[Named object pointing entries]
====
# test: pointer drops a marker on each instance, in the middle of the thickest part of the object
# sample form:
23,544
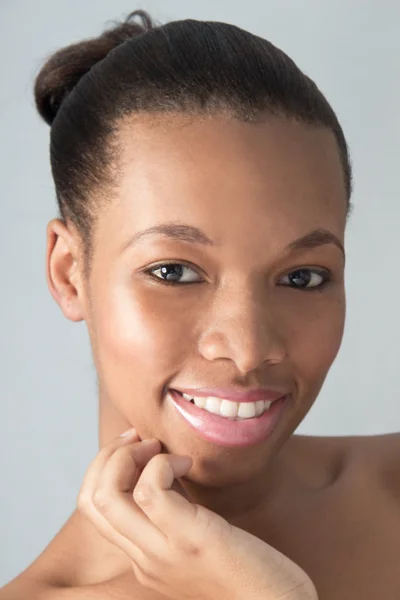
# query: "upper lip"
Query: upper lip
234,394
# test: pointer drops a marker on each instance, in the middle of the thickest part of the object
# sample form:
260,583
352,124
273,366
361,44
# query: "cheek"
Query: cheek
137,340
314,342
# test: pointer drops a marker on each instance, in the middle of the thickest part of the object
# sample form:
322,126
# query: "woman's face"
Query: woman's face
253,189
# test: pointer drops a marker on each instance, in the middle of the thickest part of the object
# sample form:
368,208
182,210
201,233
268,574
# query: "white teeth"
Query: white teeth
247,410
228,409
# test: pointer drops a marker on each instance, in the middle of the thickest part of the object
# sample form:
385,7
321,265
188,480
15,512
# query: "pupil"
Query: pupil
166,269
304,275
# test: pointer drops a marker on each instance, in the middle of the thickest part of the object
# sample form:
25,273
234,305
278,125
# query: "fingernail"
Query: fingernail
129,433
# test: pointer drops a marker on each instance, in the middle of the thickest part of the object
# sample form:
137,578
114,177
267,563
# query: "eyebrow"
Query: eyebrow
194,235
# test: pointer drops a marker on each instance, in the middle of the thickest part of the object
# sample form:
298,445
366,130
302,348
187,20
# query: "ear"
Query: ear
64,269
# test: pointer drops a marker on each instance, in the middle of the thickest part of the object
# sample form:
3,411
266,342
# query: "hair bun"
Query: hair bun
62,71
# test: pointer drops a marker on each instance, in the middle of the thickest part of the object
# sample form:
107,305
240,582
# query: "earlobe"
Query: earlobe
62,270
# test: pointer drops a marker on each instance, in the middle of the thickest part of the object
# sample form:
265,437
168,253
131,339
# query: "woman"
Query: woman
204,186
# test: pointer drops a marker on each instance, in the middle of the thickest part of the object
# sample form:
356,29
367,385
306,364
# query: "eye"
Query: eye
171,272
302,278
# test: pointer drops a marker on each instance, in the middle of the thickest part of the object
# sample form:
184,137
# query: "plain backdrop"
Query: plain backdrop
48,382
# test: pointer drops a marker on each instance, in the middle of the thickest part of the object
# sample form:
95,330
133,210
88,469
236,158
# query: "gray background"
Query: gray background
48,385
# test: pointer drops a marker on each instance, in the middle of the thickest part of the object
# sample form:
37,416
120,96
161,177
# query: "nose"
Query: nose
242,328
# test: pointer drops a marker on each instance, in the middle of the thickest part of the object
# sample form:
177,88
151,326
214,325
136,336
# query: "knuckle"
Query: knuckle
102,500
144,494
====
> [EXERCISE DESCRIPTION] Take the entries shown above and quote them verbatim, passing over the pictures.

> [EXERCISE SOLUTION]
# test: pointer drops a marker on each instance, in the middle of the thickest part of the object
# sample form:
23,544
# query: "upper lip"
Query: upper lip
234,394
# test: pointer drops a marker on each instance, in the middle of the thickest part of the object
# sample form:
260,583
352,124
273,366
361,44
# query: "cheek"
Query: cheek
137,340
314,342
# test: pointer drops a marker on each instance, in the middle of the thickest part of the object
# sample form:
322,126
# query: "woman's face"
Query: woman's face
253,189
# test: pointer drops a marker on each instance, in the middle of the thickest part of the object
# sample form:
368,208
182,210
201,233
268,574
# query: "white teeth"
Query: white teeth
247,410
228,409
# test: pointer drops a marker on each instance, in the middle of the thickest part of the object
# sample form:
385,7
321,265
188,480
15,512
# query: "pupil"
Query: pupil
166,269
304,275
# test: pointer drops a marker on each instance, in the middle of the thickest part of the object
# sample form:
25,273
234,305
278,125
# query: "fingernail"
Query: fingernail
129,433
# test: pointer drops a marker on each instance, in the middle of the thickest part of the object
# sample form:
137,578
114,177
267,563
# query: "eyebrow"
Query: eyebrow
194,235
# test: pointer drops a marker on each instance, in the middle of the thickest part of the object
# sample form:
298,445
366,130
302,348
187,20
# query: "ear"
Query: ear
64,269
# test: pointer drops a marker on each instance, in the middle of the thickest part of the object
# sample form:
3,411
266,342
# query: "hair bun"
Query: hair bun
62,71
# test: pointer drops a marker on each instance, in the middle of the thickest part of the object
# sample form:
107,305
240,582
# query: "earlobe"
Query: earlobe
62,270
# test: pointer drops a marker on each instance, in the middle of the thickest part of the object
# sample form:
265,437
168,253
131,339
# query: "woman"
Query: woman
204,186
# test: pointer drops a marker on each instance, in the middle of the thickest part of the object
# sample form:
356,29
367,385
306,364
# query: "eye"
Query: eye
171,272
302,278
# test: pointer drops a marker on each instance, in the middle of the thickest part of the object
# sample form:
184,137
# query: "plain backdrop"
Query: plain backdrop
48,382
# test: pointer drops a marker on each instance, in the middle of the thickest part of the object
# sample form:
95,330
133,210
88,469
236,158
# query: "gray background"
Query: gray background
48,385
# test: pointer drops a marker on each instance, in the middle of the thickest part of the object
# sample form:
37,416
120,96
161,177
# query: "nose"
Query: nose
242,328
# test: pointer drops a marker on each instance, in the middle of the thickest part of the object
# sample form:
177,88
151,326
214,325
136,336
# query: "knuckle"
Query: knuckle
102,500
144,494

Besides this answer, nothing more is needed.